Objective = Could you copy the audit committee letter below word for word, in full?

CFS Bancorp, Inc. 707 Ridge Road l Munster, Indiana 46321 |
November 12, 2009
Mr. John Palmer
Principal
Mr. Richard Lashley
Principal
PL Capital Group, LLC
20 E. Jefferson Ave., Suite 22
Naperville, IL 60540
Dear Mr. Palmer & Mr. Lashley:
I am writing in my capacity as Chair of the CFS Bancorp, Inc. (Company) Audit Committee in response to your letter dated November 2, 2009, which included, among other things, the statement that the “Bank may have materially overstated its capital ratios” and a request that the Audit Committee “undertake an immediate investigation into the issues raised in this letter.” The Committee appreciates that you have taken the time to detail your concerns and forward them to its attention. However, the Audit Committee does not believe that a material overstatement has occurred, nor does it believe that there are material weaknesses in financial reporting or that an investigation is merited.
The Audit Committee is keenly aware of the factors surrounding the calculation of regulatory capital ratios, including those impacting the disallowance of deferred tax assets, under Regulatory Accounting Principles (RAP). Determining the amount of deferred tax assets included or excluded in periodic regulatory capital calculations requires the use of estimates and significant judgment when assessing a number of factors. Using information available at each statement of condition date, these factors are reviewed and updated, and can and do vary from period to period.

Entries supplied =
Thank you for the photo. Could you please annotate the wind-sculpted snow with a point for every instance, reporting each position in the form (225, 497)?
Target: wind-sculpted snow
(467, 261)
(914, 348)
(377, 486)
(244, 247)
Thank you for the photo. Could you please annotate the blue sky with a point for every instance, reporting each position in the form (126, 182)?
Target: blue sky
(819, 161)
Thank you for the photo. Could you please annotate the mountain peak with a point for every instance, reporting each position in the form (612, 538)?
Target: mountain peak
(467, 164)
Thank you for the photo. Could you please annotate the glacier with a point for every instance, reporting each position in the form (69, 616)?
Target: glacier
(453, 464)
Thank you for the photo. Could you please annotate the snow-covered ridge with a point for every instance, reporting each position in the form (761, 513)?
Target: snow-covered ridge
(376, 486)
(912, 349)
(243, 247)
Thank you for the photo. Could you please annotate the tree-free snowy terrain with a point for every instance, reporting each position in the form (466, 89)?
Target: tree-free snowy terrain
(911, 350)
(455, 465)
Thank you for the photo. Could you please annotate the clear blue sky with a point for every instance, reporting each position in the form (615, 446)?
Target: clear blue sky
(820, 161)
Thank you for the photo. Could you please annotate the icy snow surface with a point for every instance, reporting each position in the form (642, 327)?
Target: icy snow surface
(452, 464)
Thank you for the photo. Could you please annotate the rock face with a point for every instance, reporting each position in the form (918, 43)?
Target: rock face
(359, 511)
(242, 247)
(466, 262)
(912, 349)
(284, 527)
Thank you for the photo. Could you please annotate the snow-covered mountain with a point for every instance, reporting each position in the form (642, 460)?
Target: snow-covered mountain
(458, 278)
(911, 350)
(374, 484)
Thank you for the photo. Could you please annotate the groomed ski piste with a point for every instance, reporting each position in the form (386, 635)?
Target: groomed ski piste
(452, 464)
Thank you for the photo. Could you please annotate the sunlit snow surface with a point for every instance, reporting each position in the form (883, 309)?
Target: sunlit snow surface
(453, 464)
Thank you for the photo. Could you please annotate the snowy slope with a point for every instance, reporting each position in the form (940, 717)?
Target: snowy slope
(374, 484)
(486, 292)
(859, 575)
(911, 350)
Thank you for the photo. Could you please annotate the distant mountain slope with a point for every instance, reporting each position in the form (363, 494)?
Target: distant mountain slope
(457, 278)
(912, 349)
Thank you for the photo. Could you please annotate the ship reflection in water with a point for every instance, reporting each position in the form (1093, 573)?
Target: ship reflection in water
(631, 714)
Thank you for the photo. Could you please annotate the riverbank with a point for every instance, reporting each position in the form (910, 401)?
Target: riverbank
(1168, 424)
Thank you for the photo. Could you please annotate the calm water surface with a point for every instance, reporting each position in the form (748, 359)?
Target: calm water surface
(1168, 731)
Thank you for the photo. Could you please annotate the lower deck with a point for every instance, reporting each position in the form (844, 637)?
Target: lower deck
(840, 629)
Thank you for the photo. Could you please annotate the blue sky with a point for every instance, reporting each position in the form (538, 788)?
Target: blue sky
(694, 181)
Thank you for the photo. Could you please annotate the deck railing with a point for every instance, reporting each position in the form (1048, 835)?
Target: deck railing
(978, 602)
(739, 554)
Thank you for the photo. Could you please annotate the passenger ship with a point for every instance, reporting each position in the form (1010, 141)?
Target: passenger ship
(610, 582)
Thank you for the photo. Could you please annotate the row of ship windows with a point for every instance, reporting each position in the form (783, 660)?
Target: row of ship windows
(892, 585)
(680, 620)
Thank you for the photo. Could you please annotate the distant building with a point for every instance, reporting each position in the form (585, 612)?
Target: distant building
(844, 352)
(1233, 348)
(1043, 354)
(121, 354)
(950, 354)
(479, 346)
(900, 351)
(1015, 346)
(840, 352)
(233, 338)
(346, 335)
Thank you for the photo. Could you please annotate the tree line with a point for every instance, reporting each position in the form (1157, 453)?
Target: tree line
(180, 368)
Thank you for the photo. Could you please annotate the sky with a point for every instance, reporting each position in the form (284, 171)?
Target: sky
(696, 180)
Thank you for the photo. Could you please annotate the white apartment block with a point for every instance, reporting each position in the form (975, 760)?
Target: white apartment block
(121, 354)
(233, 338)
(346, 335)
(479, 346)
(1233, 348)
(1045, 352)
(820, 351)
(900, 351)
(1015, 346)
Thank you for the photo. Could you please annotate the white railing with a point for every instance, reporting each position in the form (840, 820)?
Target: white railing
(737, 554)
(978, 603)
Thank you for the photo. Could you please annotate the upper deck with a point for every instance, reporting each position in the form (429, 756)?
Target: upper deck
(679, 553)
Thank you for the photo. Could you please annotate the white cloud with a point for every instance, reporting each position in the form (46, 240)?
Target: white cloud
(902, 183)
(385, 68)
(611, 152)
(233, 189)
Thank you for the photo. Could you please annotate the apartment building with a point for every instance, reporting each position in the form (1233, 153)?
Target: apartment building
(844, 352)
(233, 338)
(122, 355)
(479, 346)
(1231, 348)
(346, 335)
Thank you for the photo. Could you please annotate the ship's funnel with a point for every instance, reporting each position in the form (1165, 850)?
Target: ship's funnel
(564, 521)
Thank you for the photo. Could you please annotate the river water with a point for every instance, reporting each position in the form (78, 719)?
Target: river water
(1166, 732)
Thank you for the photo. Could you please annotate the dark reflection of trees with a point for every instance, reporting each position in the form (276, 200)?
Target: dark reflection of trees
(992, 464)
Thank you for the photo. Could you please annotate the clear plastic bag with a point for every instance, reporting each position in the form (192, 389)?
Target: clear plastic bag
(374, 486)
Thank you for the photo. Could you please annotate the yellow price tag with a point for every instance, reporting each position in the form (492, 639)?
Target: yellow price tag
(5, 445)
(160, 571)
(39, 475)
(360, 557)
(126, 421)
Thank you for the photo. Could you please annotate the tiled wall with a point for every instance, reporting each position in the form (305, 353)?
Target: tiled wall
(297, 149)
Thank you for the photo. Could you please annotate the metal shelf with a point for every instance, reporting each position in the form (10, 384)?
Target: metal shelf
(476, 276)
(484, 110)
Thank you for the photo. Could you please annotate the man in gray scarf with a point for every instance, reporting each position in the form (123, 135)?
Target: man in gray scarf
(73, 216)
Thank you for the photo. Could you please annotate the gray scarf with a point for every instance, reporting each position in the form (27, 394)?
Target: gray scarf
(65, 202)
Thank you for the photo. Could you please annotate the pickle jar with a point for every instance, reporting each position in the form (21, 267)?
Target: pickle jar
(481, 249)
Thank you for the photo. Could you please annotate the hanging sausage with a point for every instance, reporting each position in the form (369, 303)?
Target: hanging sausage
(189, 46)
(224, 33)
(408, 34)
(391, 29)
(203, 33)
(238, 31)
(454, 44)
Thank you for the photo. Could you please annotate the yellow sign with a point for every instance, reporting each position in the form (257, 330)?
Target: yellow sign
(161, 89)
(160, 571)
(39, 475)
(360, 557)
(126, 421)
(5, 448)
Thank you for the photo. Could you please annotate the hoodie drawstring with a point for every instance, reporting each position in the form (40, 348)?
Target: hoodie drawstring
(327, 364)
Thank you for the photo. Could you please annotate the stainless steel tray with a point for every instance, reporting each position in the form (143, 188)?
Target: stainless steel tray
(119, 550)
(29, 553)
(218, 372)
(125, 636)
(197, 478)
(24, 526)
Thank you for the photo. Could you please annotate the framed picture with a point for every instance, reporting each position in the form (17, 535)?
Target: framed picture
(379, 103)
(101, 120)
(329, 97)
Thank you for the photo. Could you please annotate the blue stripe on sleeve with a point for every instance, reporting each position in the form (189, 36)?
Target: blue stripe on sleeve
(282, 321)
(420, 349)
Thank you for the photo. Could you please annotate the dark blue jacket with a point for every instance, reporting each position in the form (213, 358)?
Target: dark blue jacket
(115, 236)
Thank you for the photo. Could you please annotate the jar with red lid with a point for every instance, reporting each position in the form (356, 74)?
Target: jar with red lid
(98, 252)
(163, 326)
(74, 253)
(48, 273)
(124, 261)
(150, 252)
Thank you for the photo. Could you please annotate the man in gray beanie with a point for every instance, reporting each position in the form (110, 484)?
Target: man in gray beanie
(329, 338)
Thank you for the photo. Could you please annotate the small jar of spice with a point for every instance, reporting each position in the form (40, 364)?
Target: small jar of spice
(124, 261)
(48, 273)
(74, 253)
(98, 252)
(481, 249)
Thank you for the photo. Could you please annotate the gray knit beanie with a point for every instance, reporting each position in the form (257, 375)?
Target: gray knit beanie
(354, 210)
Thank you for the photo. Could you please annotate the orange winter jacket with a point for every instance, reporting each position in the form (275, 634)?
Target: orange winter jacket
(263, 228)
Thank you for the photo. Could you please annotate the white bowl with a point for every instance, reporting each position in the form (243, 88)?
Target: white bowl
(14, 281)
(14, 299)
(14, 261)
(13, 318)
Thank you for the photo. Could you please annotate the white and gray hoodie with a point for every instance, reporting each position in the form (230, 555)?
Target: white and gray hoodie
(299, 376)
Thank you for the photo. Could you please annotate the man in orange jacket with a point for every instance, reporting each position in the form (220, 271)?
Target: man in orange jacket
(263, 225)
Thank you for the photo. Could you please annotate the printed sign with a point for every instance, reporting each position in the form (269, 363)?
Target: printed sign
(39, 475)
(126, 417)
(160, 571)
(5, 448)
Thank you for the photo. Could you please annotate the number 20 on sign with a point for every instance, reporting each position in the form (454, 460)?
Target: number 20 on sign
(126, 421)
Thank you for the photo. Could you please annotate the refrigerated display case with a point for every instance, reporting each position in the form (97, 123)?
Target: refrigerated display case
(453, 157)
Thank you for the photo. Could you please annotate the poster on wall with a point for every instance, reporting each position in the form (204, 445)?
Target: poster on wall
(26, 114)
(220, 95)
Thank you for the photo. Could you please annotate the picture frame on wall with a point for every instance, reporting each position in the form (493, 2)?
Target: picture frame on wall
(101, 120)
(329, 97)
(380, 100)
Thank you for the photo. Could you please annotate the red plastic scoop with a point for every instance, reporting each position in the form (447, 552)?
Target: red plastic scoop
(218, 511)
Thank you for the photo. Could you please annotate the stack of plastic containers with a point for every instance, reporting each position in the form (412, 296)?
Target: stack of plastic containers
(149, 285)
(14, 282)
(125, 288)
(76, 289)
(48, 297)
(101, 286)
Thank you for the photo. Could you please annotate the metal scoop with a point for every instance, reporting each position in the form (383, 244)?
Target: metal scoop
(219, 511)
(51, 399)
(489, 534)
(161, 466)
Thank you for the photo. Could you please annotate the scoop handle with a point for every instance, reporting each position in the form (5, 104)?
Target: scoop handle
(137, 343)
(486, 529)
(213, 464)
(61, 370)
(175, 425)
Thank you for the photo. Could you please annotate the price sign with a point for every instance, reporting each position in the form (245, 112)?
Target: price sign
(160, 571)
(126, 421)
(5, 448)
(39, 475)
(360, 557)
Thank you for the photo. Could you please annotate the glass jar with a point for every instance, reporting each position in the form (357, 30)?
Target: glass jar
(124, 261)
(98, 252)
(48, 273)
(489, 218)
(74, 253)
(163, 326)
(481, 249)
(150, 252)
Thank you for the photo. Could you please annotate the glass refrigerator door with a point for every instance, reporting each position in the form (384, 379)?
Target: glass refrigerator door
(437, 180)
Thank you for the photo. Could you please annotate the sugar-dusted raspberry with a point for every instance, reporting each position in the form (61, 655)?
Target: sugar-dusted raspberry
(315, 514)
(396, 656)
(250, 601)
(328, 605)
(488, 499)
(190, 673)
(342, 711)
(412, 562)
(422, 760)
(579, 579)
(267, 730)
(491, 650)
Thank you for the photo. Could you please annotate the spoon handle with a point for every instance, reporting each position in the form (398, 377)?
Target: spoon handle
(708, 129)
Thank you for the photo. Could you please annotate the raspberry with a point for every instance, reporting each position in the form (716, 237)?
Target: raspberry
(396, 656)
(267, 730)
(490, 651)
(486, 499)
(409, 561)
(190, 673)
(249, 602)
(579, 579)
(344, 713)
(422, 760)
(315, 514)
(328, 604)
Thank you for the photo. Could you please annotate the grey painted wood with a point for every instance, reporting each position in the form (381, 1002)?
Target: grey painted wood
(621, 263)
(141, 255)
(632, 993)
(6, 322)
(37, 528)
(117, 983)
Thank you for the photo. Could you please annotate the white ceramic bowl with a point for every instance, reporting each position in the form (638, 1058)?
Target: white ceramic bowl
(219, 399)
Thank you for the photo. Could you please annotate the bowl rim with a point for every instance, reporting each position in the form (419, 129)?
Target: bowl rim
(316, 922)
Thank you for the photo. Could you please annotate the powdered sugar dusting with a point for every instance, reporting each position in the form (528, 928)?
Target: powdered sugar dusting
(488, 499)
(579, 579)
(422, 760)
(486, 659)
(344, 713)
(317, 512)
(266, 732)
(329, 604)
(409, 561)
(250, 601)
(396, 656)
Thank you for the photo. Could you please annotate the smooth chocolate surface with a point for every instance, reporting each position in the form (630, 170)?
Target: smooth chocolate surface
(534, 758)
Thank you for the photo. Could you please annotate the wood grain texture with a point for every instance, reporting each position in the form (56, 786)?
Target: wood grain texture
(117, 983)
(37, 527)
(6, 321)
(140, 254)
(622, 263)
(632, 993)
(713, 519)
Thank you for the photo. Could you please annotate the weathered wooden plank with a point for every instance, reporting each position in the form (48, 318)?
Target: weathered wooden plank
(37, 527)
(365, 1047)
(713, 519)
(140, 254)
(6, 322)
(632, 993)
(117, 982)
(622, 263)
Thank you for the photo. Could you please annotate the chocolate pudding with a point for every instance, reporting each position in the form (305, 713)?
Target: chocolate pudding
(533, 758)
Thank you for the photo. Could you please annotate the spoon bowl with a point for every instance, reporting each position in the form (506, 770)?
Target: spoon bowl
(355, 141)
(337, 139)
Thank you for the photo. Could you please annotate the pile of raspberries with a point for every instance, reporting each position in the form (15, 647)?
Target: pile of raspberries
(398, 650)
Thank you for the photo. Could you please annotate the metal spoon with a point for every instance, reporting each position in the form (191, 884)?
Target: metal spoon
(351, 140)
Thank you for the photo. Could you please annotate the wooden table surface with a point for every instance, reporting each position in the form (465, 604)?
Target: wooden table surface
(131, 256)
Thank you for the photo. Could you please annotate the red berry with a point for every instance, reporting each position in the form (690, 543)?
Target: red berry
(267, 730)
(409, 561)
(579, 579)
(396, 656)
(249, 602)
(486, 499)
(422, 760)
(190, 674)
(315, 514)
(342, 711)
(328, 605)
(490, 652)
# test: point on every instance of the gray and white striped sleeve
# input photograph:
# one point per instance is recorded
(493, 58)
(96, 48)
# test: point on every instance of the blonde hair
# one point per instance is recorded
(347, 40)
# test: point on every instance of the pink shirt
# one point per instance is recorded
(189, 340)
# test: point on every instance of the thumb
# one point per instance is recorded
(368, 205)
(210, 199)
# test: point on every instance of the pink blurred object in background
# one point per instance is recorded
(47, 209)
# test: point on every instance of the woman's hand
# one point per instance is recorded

Exercise output =
CFS Bancorp, Inc. 707 Ridge Road l Munster, Indiana 46321 |
November 12, 2009
Mr. John Palmer
Principal
Mr. Richard Lashley
Principal
PL Capital Group, LLC
20 E. Jefferson Ave., Suite 22
Naperville, IL 60540
Dear Mr. Palmer & Mr. Lashley:
I am writing in my capacity as Chair of the CFS Bancorp, Inc. (Company) Audit Committee in response to your letter dated November 2, 2009, which included, among other things, the statement that the “Bank may have materially overstated its capital ratios” and a request that the Audit Committee “undertake an immediate investigation into the issues raised in this letter.” The Committee appreciates that you have taken the time to detail your concerns and forward them to its attention. However, the Audit Committee does not believe that a material overstatement has occurred, nor does it believe that there are material weaknesses in financial reporting or that an investigation is merited.
The Audit Committee is keenly aware of the factors surrounding the calculation of regulatory capital ratios, including those impacting the disallowance of deferred tax assets, under Regulatory Accounting Principles (RAP). Determining the amount of deferred tax assets included or excluded in periodic regulatory capital calculations requires the use of estimates and significant judgment when assessing a number of factors. Using information available at each statement of condition date, these factors are reviewed and updated, and can and do vary from period to period.